# Extrait de page
>>>>>

Entretien avec Sarah Friend, artiste et ingénieure logicielle, sur les dessous métaphysiques, économiques et sociaux de l’un de ses derniers projets qui remet en question à peu près tout ce que vous pensez savoir des NFT.

Aude Launay : Lifeforms [en français « formes de vie »], l’un de vos plus récents projets, est une série d’« entités NFT » qui ont la caractéristique de requérir de l’attention, en ce sens qu’elles peuvent mourir si elles ne sont pas transmises dans un certain délai.
Tout d’abord, j’aimerais savoir quelle conception métaphysique de l’être sous-tend votre idée de « donner vie » à ces objets numériques. Cela signifie-t-il qu’à l’instar de Bruno Latour, vous n’établissez pas de distinction ontologique entre les substances naturelles et artificielles ? Je perçois aussi ce que j’interprète comme une vision continuiste dans le fait que les formes de vie sont appelées à évoluer…

Sarah Friend : J’aurais tant à dire à ce propos ! Tout d’abord, je dirais que le statut d’« êtres vivants » des Lifeforms a plus à voir avec la fiction, la magie ou le jeu qu’avec la science. Sont-elles vivantes à la manière dont vous l’êtes vous-même ? Probablement pas. Sont-elles vivantes comme l’est un chatbot, ou comme l’est un virus informatique, ou même comme le sont un rocher ou une rivière ? Peut-être.

<<<<<

# Consigne
Restituez mot pour mot l'intégralité de l'entretien avec Sarah Friend. Les items n'ont aucune utilité ici.

# Extraits des items

>>>>>

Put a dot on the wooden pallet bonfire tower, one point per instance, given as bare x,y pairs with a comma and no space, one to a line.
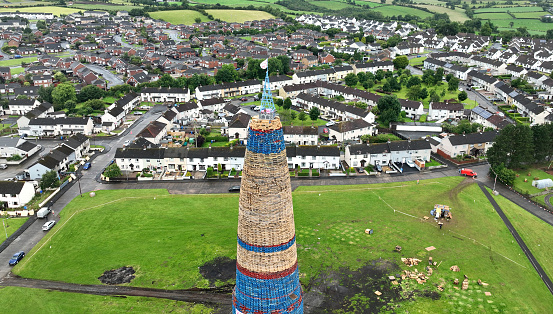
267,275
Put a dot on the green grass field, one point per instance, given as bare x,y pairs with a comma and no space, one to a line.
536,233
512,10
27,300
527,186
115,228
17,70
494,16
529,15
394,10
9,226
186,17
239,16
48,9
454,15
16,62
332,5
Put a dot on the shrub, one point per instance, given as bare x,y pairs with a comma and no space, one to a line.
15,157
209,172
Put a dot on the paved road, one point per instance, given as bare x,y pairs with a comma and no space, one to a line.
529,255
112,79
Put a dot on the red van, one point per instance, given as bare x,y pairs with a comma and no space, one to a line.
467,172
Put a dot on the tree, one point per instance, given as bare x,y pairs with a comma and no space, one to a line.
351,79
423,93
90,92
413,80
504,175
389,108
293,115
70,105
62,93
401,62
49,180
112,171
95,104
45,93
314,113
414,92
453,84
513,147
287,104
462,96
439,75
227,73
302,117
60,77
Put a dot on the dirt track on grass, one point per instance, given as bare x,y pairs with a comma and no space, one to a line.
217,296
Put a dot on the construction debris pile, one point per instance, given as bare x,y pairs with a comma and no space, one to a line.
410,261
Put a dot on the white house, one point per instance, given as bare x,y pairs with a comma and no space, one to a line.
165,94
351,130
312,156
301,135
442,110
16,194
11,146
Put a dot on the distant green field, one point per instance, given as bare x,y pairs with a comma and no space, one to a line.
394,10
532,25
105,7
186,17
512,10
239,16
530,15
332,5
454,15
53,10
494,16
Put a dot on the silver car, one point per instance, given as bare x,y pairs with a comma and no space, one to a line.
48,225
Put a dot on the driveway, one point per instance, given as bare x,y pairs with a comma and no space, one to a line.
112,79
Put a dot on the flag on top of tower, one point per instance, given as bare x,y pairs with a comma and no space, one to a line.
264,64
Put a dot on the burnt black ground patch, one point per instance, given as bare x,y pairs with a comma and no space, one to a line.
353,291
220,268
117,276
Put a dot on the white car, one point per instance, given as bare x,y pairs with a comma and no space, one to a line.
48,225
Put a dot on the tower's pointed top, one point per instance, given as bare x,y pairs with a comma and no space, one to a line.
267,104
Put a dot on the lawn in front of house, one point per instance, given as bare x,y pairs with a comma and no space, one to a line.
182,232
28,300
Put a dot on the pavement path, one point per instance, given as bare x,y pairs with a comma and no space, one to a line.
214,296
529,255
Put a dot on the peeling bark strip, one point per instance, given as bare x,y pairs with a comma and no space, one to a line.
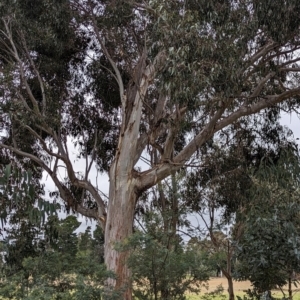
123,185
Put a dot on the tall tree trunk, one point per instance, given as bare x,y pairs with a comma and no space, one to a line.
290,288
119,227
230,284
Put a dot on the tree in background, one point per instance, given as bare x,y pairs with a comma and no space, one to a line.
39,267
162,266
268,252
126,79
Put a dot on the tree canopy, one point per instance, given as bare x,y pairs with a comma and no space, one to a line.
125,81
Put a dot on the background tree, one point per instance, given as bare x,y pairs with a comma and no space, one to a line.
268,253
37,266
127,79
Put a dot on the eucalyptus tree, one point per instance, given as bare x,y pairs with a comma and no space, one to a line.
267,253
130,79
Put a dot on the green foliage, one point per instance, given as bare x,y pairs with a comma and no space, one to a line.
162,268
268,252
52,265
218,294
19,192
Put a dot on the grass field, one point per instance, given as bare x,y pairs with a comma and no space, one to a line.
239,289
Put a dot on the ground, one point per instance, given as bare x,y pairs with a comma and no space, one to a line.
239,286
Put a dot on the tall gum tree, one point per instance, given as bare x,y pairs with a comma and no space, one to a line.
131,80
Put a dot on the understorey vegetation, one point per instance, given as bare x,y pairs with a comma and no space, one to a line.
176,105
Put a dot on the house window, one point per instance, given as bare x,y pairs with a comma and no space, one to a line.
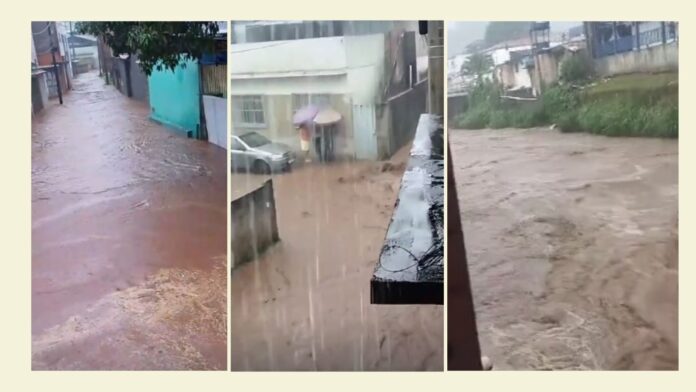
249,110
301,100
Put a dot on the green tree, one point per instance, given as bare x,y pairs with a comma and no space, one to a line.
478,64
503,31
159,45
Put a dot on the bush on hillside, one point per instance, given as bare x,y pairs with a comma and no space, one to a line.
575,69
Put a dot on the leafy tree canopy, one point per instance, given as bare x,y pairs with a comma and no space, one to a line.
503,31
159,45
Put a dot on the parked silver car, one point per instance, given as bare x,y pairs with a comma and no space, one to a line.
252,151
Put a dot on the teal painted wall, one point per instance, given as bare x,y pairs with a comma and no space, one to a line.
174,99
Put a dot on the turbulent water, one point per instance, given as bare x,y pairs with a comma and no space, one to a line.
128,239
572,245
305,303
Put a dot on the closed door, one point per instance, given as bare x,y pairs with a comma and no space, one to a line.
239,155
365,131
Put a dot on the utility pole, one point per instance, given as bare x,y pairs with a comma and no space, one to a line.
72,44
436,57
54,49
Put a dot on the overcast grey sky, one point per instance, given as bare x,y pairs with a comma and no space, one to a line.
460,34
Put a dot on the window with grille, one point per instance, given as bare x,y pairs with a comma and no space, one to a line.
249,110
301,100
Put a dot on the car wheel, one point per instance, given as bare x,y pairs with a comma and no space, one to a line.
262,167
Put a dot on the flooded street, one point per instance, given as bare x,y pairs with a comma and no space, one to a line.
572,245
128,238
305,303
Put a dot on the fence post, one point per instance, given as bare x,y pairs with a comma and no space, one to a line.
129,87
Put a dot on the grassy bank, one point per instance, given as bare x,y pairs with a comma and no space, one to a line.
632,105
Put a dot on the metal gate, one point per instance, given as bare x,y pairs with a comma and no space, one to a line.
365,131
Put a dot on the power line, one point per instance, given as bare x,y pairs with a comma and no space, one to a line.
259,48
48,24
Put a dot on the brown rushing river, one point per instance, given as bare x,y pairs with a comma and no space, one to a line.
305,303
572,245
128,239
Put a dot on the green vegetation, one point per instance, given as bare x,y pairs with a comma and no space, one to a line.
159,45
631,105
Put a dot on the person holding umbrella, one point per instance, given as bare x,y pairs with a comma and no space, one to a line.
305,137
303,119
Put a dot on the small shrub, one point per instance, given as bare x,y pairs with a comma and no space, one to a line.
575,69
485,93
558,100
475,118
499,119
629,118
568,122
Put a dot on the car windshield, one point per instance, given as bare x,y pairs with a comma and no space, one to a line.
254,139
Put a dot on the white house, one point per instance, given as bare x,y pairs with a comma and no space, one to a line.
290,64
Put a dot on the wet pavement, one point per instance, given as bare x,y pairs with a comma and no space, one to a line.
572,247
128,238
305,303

<<<<<

# Corrigé
Entretien avec Sarah Friend, artiste et ingénieure logicielle, sur les dessous métaphysiques, économiques et sociaux de l’un de ses derniers projets qui remet en question à peu près tout ce que vous pensez savoir des NFT.

Aude Launay : Lifeforms [en français « formes de vie »], l’un de vos plus récents projets, est une série d’« entités NFT » qui ont la caractéristique de requérir de l’attention, en ce sens qu’elles peuvent mourir si elles ne sont pas transmises dans un certain délai.
Tout d’abord, j’aimerais savoir quelle conception métaphysique de l’être sous-tend votre idée de « donner vie » à ces objets numériques. Cela signifie-t-il qu’à l’instar de Bruno Latour, vous n’établissez pas de distinction ontologique entre les substances naturelles et artificielles ? Je perçois aussi ce que j’interprète comme une vision continuiste dans le fait que les formes de vie sont appelées à évoluer…

Sarah Friend : J’aurais tant à dire à ce propos ! Tout d’abord, je dirais que le statut d’« êtres vivants » des Lifeforms a plus à voir avec la fiction, la magie ou le jeu qu’avec la science. Sont-elles vivantes à la manière dont vous l’êtes vous-même ? Probablement pas. Sont-elles vivantes comme l’est un chatbot, ou comme l’est un virus informatique, ou même comme le sont un rocher ou une rivière ? Peut-être.